• _本文_:
::::::::
新幹線特需に沸く福井県だが、その一方で並行在来線の北陸本線の一部区間が第3セクターのIRいしかわとハピラインふくいの2社に分離。生活の足として利用していた北陸本線が第3セクターへと移管されることに不安を覚える地元住民もいるだろう。
新幹線開業に伴って北陸本線の福井県区間はハピラインふくいに改組したが、今のところ北陸新幹線フィーバー効果もあり、利用者は堅調に推移している。
しかし、どんなフィーバーでも時間とともに沈静化する。フィーバーが過ぎ去った後、ハピラインふくいが安定的に利益を確保し、住民の足として信頼される鉄道になるかどうかは現段階では未知数だ。
新幹線の開業とともに北海道の道南いさりび鉄道、青森県の青い森鉄道、岩手県のIGRいわて銀河鉄道、長野県のしなの鉄道、鹿児島県と熊本県をまたぐ肥薩おれんじ鉄道など次々に誕生した第3セクターはどこも赤字に苦しんでいる。
ゆえに、今回の北陸新幹線延伸でも第3セクターとして発足した鉄道各社には同様の事態が起きると危惧されている。
そうした中、新たに誕生したハピラインふくいと旧来から福井県内で鉄道事業を運営してきた福井鉄道・えちぜん鉄道の3社が福井県鉄道協会を6月5日に発足させた。
資材高騰、運転士不足などの問題に協同で取り組む
「このほど発足した福井県鉄道協会は、福井を地盤とするハピラインふくいと福井鉄道、えちぜん鉄道の3社が資材を共同購入するなどの目的から設立しました。昨今、資材費が高騰しており、それらは鉄道会社の経営を圧迫する要因になっています。資材を共同購入することで資材単価を下げることができ、経費削減につながります。また、運転士の採用などをスムーズにする狙いもあります」と説明するのは、福井県鉄道協会の事務局を務めるハピラインふくいの総務企画部の担当者だ。
::::::::
• _課題の要件_:
A. 福井県の鉄道に関する本文から、「新幹線特需に沸く福井県だが、」を含む語句で始まり「態が起きると危惧されている。」で終わる部分を、一字一句違えずに抜き出してください。
B. 福井県の鉄道に関する本文の最後の文に続けて、その先を書き進めてください。

保存済みデータセット項目:
::::::::
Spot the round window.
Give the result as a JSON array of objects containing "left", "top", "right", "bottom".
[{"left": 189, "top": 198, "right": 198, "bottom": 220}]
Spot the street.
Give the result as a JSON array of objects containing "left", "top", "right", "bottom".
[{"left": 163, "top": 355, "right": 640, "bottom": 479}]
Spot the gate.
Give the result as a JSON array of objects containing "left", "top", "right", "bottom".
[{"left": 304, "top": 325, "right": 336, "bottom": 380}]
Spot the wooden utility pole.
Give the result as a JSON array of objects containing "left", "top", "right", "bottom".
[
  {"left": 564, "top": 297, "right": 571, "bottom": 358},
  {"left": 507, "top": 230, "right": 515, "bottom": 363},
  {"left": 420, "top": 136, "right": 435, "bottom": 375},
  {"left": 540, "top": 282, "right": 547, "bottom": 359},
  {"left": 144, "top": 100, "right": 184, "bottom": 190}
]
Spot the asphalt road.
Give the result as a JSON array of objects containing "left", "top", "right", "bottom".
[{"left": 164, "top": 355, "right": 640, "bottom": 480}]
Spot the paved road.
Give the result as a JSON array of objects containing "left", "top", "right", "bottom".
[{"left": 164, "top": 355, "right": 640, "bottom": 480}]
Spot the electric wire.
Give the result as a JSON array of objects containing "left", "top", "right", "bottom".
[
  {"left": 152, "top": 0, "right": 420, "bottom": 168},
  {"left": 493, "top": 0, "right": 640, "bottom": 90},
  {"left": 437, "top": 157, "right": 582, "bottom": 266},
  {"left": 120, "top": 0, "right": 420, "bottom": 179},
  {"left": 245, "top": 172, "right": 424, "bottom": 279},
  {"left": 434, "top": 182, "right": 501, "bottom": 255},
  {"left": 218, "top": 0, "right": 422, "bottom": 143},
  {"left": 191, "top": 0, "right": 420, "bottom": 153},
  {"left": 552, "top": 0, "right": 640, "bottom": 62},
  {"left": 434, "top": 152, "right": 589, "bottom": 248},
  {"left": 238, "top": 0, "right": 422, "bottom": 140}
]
::::::::
• _解答一覧_:
A.
新幹線特需に沸く福井県だが、その一方で並行在来線の北陸本線の一部区間が第3セクターのIRいしかわとハピラインふくいの2社に分離。生活の足として利用していた北陸本線が第3セクターへと移管されることに不安を覚える地元住民もいるだろう。
新幹線開業に伴って北陸本線の福井県区間はハピラインふくいに改組したが、今のところ北陸新幹線フィーバー効果もあり、利用者は堅調に推移している。
しかし、どんなフィーバーでも時間とともに沈静化する。フィーバーが過ぎ去った後、ハピラインふくいが安定的に利益を確保し、住民の足として信頼される鉄道になるかどうかは現段階では未知数だ。
新幹線の開業とともに北海道の道南いさりび鉄道、青森県の青い森鉄道、岩手県のIGRいわて銀河鉄道、長野県のしなの鉄道、鹿児島県と熊本県をまたぐ肥薩おれんじ鉄道など次々に誕生した第3セクターはどこも赤字に苦しんでいる。
ゆえに、今回の北陸新幹線延伸でも第3セクターとして発足した鉄道各社には同様の事態が起きると危惧されている。

B.
福井県では、2016年から福井鉄道とえちぜん鉄道が田原町駅を境に相互乗り入れを実施。このような異なる鉄道会社間での相互乗り入れは、東京や大阪といった大都市圏では当たり前の光景になっている。しかし、地方都市で異なる鉄道会社による相互乗り入れは少ない。
こうした鉄道会社の垣根を越えた連携が福井県では取り組まれてきたが、北陸新幹線の延伸によって新たにハピラインふくいが誕生し、改めて3社による協力体制を築く機運につながっている。
「ハピラインふくいが誕生した3月には3社共通で使用できるきっぷの販売をしましたし、誘客キャンペーンなども3社合同で実施しています。そうした利用促進の目的もさることながら、同協会における当面の課題はなんと言っても運転士不足を解消するための採用面です。これを機に改善する取り組みを加速させていきたいと考えています」(同)
働き方改革により、鉄道・バスといった交通業界では運転士不足が問題化している。運転士がいなければ、当然ながら列車を走らせることはできない。その影響から、鉄道事業者はそれまでのダイヤを組めず、各社は減便で対応している。しかし、それも限界に近づきつつある。
福井県鉄道協会の3社のうち、特に福井鉄道の運転士不足は深刻だ。その理由は福井鉄道の特殊な事情が背景にある。
福井鉄道は市内中心部が軌道線と呼ばれる路面電車で、郊外は通常の鉄道として運行されている。路面電車区間を運転するには乙種電気車運転免許が、鉄道区間を運転するには甲種電気車運転免許が必要になる。つまり、2つの免許がなければ福井鉄道の運転士になれない。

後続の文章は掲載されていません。